» **OBJECTIVE**
Set out every line of the listing below as a numbered list, leaving out any blank lines.

» **DATA PROVIDED**
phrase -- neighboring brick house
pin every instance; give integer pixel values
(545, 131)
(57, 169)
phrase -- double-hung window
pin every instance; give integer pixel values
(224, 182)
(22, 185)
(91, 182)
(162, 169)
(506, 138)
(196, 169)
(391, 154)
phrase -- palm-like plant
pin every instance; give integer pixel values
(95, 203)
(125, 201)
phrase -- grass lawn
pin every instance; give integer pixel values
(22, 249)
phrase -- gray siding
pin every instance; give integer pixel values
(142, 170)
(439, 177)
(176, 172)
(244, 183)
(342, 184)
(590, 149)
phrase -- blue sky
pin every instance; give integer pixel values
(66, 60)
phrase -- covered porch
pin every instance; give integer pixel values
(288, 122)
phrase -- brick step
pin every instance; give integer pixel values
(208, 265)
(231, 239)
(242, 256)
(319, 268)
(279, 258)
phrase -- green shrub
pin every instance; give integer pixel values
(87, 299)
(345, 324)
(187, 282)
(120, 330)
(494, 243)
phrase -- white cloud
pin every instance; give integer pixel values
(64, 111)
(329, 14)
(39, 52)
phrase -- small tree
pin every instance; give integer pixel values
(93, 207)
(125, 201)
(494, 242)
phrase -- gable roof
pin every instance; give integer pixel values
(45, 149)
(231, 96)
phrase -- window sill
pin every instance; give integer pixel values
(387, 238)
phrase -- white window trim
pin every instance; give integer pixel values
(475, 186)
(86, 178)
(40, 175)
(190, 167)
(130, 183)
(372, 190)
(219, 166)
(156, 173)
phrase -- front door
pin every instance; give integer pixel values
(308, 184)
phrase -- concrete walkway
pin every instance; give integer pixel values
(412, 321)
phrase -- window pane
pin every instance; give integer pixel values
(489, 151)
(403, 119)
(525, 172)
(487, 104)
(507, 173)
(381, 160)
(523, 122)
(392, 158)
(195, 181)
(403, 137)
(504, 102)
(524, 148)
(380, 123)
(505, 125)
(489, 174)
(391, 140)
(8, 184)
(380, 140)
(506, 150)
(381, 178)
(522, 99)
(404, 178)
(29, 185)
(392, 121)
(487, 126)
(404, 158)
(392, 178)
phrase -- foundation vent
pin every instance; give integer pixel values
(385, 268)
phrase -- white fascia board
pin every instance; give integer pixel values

» **FULL SOLUTION**
1. phrase -- neighboring brick house
2. pin every instance; give integer pixel values
3. (545, 131)
4. (57, 169)
5. phrase -- double-hung window
6. pin every instance; give integer pixel values
7. (224, 182)
8. (22, 185)
9. (91, 182)
10. (162, 169)
11. (506, 138)
12. (196, 169)
13. (391, 154)
14. phrase -- palm-like plant
15. pin every instance; give integer pixel values
16. (95, 203)
17. (125, 201)
18. phrase -- grass lawn
19. pin every instance; give integer pixel values
20. (22, 249)
21. phrase -- gray siding
22. pin every instance; give integer pixel values
23. (142, 170)
24. (439, 177)
25. (176, 172)
26. (244, 183)
27. (342, 184)
28. (590, 149)
29. phrase -- blue sky
30. pin every instance; give integer pixel values
31. (66, 60)
32. phrase -- covered porch
33. pin every instance; give integer pixel values
34. (288, 122)
35. phrase -- brick step
36. pin every instance; give integer pixel values
37. (208, 265)
38. (231, 239)
39. (242, 256)
40. (319, 268)
41. (279, 258)
42. phrase -- green shrub
43. pin every instance; give integer pixel values
44. (87, 299)
45. (345, 324)
46. (187, 282)
47. (120, 330)
48. (494, 243)
49. phrase -- white cloud
50. pin every instance; give integer pixel values
51. (64, 111)
52. (329, 14)
53. (39, 52)
54. phrase -- small tree
55. pin every instance; give integer pixel values
56. (93, 207)
57. (125, 201)
58. (494, 242)
59. phrase -- gable roof
60. pin every instance; give integer pixel values
61. (45, 149)
62. (231, 96)
63. phrase -- window sill
64. pin every instance; give integer pixel values
65. (387, 238)
66. phrase -- white window trim
67. pin every instance; give integer pixel values
68. (475, 186)
69. (86, 178)
70. (40, 175)
71. (190, 167)
72. (130, 183)
73. (372, 190)
74. (219, 166)
75. (156, 173)
76. phrase -- front door
77. pin every instance; give integer pixel values
78. (308, 184)
79. phrase -- concrete walkway
80. pin every instance; give integer pixel values
81. (412, 321)
82. phrase -- window pane
83. pin every instance; give integer pixel values
84. (489, 151)
85. (403, 119)
86. (525, 172)
87. (487, 104)
88. (507, 173)
89. (381, 160)
90. (523, 122)
91. (392, 158)
92. (195, 181)
93. (403, 137)
94. (504, 102)
95. (524, 148)
96. (380, 123)
97. (505, 125)
98. (489, 174)
99. (391, 140)
100. (8, 184)
101. (380, 140)
102. (506, 150)
103. (381, 178)
104. (522, 99)
105. (404, 178)
106. (29, 185)
107. (392, 121)
108. (487, 126)
109. (404, 158)
110. (392, 178)
111. phrase -- foundation vent
112. pin every instance; give integer pixel values
113. (385, 268)
114. phrase -- white fascia board
115. pin every instance; give integer pixel values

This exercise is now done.